**REQUEST**
Switch "stone wall" to "brick wall" in the items below, and reproduce every line with no other alteration.

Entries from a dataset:
******
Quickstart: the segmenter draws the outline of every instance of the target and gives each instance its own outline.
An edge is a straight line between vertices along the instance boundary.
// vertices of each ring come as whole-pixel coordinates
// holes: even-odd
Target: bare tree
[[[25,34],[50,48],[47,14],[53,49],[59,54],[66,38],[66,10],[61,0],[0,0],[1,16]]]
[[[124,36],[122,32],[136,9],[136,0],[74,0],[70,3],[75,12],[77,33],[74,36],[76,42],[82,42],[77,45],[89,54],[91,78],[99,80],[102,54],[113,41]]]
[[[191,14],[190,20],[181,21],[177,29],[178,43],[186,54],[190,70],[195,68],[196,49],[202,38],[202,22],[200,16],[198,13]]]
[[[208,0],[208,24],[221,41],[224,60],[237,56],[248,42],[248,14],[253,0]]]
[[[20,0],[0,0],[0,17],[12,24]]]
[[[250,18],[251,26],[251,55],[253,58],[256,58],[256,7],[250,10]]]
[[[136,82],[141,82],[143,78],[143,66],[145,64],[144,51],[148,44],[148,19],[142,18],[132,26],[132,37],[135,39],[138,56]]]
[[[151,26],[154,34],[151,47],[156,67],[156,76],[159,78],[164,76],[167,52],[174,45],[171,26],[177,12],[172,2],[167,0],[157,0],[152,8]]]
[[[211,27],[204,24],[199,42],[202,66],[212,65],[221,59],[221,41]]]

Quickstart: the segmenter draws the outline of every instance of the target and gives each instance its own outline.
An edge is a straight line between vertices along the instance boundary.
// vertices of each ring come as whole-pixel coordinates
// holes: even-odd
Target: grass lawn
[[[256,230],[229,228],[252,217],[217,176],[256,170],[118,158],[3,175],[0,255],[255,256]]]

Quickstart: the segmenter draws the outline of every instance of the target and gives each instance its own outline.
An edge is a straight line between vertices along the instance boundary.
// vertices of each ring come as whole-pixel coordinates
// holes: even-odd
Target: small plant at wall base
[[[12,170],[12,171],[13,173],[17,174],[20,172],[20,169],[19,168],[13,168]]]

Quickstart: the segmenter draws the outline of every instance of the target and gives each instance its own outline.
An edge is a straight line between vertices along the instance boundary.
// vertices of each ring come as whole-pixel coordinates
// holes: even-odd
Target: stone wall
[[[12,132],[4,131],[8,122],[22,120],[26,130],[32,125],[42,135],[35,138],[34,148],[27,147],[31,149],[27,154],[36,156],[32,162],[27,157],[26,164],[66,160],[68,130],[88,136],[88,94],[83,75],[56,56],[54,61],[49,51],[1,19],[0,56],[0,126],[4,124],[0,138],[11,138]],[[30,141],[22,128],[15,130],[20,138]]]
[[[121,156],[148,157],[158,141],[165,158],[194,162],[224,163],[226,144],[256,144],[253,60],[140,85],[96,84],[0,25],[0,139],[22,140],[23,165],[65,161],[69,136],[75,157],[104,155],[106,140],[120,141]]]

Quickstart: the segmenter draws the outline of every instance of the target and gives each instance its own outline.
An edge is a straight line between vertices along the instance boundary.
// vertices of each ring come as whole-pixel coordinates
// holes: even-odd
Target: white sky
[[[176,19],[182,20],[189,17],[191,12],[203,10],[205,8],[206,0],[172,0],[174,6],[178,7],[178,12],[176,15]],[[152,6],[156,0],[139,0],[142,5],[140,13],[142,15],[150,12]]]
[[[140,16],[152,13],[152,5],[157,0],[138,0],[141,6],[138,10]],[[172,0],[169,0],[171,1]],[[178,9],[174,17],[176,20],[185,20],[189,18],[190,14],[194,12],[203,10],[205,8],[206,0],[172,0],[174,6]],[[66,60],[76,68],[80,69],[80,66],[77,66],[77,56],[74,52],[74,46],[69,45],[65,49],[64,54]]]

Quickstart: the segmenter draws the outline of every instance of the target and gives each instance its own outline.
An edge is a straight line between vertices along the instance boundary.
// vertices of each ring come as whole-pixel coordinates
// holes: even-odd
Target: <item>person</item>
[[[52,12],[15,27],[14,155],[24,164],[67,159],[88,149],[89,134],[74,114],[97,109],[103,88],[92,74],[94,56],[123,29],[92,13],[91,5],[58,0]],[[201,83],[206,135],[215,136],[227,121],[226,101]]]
******
**EXERCISE RESPONSE**
Quickstart: the segmenter draws the outline of every instance of the target and gives each instance its own outline.
An edge is a straight line between vertices along the instance boundary.
// vertices of each ring come as whole-pixel coordinates
// holes: even-odd
Target: bare tree
[[[25,34],[50,48],[47,14],[53,49],[59,54],[66,38],[66,10],[61,0],[0,0],[1,16]]]
[[[124,36],[122,32],[136,9],[136,0],[74,0],[70,3],[75,12],[77,33],[74,36],[76,42],[82,42],[77,45],[89,54],[91,78],[99,80],[102,54],[113,41]]]
[[[191,14],[190,20],[181,21],[177,29],[178,43],[186,54],[190,70],[195,68],[196,49],[202,38],[202,22],[200,16],[198,13]]]
[[[208,0],[208,24],[221,41],[224,60],[237,56],[248,42],[248,14],[253,0]]]
[[[20,0],[0,0],[0,17],[12,24]]]
[[[250,18],[251,26],[251,55],[253,58],[256,58],[256,7],[250,10]]]
[[[136,82],[141,82],[143,78],[143,66],[145,64],[144,51],[148,44],[148,19],[142,18],[132,26],[132,37],[135,39],[138,56]]]
[[[151,26],[154,34],[151,47],[156,67],[156,76],[159,78],[164,76],[167,52],[174,45],[171,26],[177,12],[172,2],[167,0],[157,0],[152,8]]]
[[[211,27],[204,24],[199,42],[202,66],[212,65],[221,59],[221,41]]]

Quickstart: the segmenter draws the outline of every instance of the target and gives each instance its own outline.
An edge is a straight line between vertices along the instance boundary.
// vertices of each ring come as whole-pixel coordinates
// holes: even-odd
Target: grass lawn
[[[256,230],[229,228],[252,217],[217,176],[256,170],[118,158],[3,175],[0,255],[255,256]]]

Quickstart: the segmenter draws the outline of every instance of the target and gives each instance its own outline.
An edge is a straight line between vertices along the instance boundary.
// vertices of each ring come as whole-pixel coordinates
// holes: even-odd
Target: small plant at wall base
[[[12,170],[12,171],[13,173],[17,174],[20,172],[20,169],[19,168],[13,168]]]

Quickstart: the segmenter draws the outline of every instance of the target and gives each instance its own outline.
An edge is a straight line between vertices along the instance boundary.
// vertices of each ring come as whole-pixel coordinates
// holes: even-odd
Target: brick wall
[[[12,132],[4,131],[8,122],[22,120],[26,130],[32,125],[42,135],[35,138],[34,148],[27,147],[31,149],[27,154],[36,156],[32,162],[27,157],[26,164],[66,160],[68,130],[88,136],[88,94],[83,75],[56,56],[54,61],[49,51],[1,19],[0,56],[0,126],[4,124],[0,138],[11,138]],[[30,141],[22,128],[15,130],[20,138]]]
[[[121,156],[148,157],[158,141],[165,158],[194,162],[224,163],[226,144],[256,144],[253,60],[140,85],[96,84],[0,25],[0,139],[22,140],[23,165],[65,161],[69,136],[75,157],[104,155],[106,140],[120,141]]]

Quickstart: the segmenter draws the outline of every instance of the target and gives each instance its own outline.
An edge is a straight line between vertices along the instance boundary.
// vertices of each ring come as whole-pixel coordinates
// holes: even-odd
Target: white sky
[[[176,19],[182,20],[189,17],[191,12],[203,10],[205,8],[206,0],[172,0],[174,6],[178,7],[178,12],[176,15]],[[152,6],[156,0],[139,0],[142,5],[140,13],[142,15],[150,12]]]
[[[140,16],[152,13],[152,5],[157,0],[138,0],[141,6],[138,10]],[[172,0],[169,0],[171,1]],[[178,9],[174,17],[176,20],[185,20],[189,18],[190,14],[194,12],[203,10],[205,8],[206,0],[172,0],[174,6]],[[66,60],[76,68],[80,69],[80,66],[77,66],[77,56],[74,52],[74,46],[69,45],[65,49],[64,54]]]

Quickstart: the segmenter draws the outline of every instance of the target and gives each instance its own outline.
An edge is a straight line between vertices along the instance boundary.
// vertices of each ring come as whole-pixel coordinates
// holes: even-odd
Target: <item>person</item>
[[[52,12],[15,27],[14,155],[24,164],[67,159],[88,149],[89,134],[74,114],[97,109],[103,88],[92,74],[94,56],[123,29],[92,13],[91,5],[58,0]],[[201,83],[206,135],[215,136],[227,121],[226,101]]]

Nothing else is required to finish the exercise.